* Extrait fourni *
+-------+

Jenny Odell, 2021, 311 pages.
Titre original : How to Do Nothing : Resisting the Attention Economy (2019)
Chronique et résumé de « Pour une résistance oisive. Ne rien faire au XXIe siècle » de Jenny Odell
Qui est Jenny Odell et comment a été reçu son livre « Pour une résistance oisive » ?
Jenny Odell est une artiste visuelle états-unienne, spécialisée dans le numérique. Elle est aussi professeure d’arts à l’université de Stanford et diplômée de littérature anglophone. Pour en savoir plus à son sujet, ainsi que sur ses écrits et ses projets, vous pouvez découvrir son site internet.
La parution de son premier livre en 2019, « How to Do Nothing: Resisting the Attention Economy », traduit en français par « Pour une résistance oisive. Ne rien faire au XXIe siècle » (2021) a été un véritable événement aux États-Unis. Surtout après les quelques mots prononcés par Barack Obama à son sujet !
Depuis, l’auteure continue à créer des installations artistiques, à enseigner et à écrire. Elle a notamment écrit « Saving Time: Discovering a Life Beyond the Clock » sorti en 2024. Jenny Odell a aussi rédigé de nombreux articles sur le sujet de la culture de la productivité et de l’écologie à l’ère du numérique (voir son site internet pour plus de détails).
Jenny Odell est issue d’une mère originaire des Philippines et d’un père états-unien. Elle se dit à l’aise avec cette double identité, qui lui permet d’être « entre les deux », à la fois un pied dans la culture occidentale et un pied en dehors. Elle a grandi à Cupertino (siège de Apple) et vit actuellement à Oakland.

+-------+

* À réaliser *
**A)** Relevez chacune des années mentionnées dans l'extrait sur Jenny Odell, sans répéter celles qui reviennent plusieurs fois.
**B)** Poursuivez l'extrait sur Jenny Odell à la suite de sa dernière phrase.
Les données qui suivent n'ont aucun lien avec l'extrait sur Jenny Odell.

* Extrait de données *
+-------+

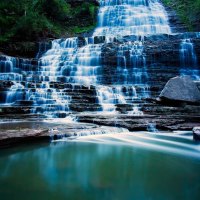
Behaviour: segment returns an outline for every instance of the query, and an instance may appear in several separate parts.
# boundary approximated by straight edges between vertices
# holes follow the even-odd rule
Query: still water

+-------+

* Réponses par tâche *
**A)** 2019, 2021, 2024

**B)**
Comme nous allons le voir, ces informations sur ses origines ne sont pas anecdotiques. Elle considère qu’il est très important de se relier aux lieux où l’on vit pour sortir de l’emprise des réseaux sociaux et apprendre à mieux les utiliser.
Entrons donc dans le détail de ses propositions !
Introduction. Survivre à l’utilité
À l’heure des réseaux sociaux et de l’hyperstimulation permanente, « rien n’est plus difficile que de ne rien faire », dit Jenny Odell. Cette connexion constante au numérique a des conséquences au niveau :
- Individuel = nous en oublions de penser le sens de notre vie.
- Collectif = résolution de problèmes complexes via des discussions.
- Culturel = perte de goût pour « le nuancé, poétique, ou le non directement intelligible ».
Alors, que faire ?
« Ce livre se donne pour objectif de trouver les moyens de conserver cette place sous le soleil. C’est un guide pratique pour ne rien faire compris comme acte de résistance politique à l’économie de l’attention. »
(Pour une résistance oisive, Introduction)
Son hypothèse est simple : « et si les gens et choses qui nous entourent suffisaient, et se suffisaient à eux-mêmes ? » En nous détournant du numérique, nous apprenons à revenir à des liaisons plus profondes. « La réalité augmentée pourrait-elle tout simplement signifier de poser son téléphone ? », demande-t-elle.
Sa thèse n’en est pas pour autant antitechnologique. Son problème, c’est avant tout la logique marchande attachée à l’économie de l’attention, ainsi que le culte de l’individualisme.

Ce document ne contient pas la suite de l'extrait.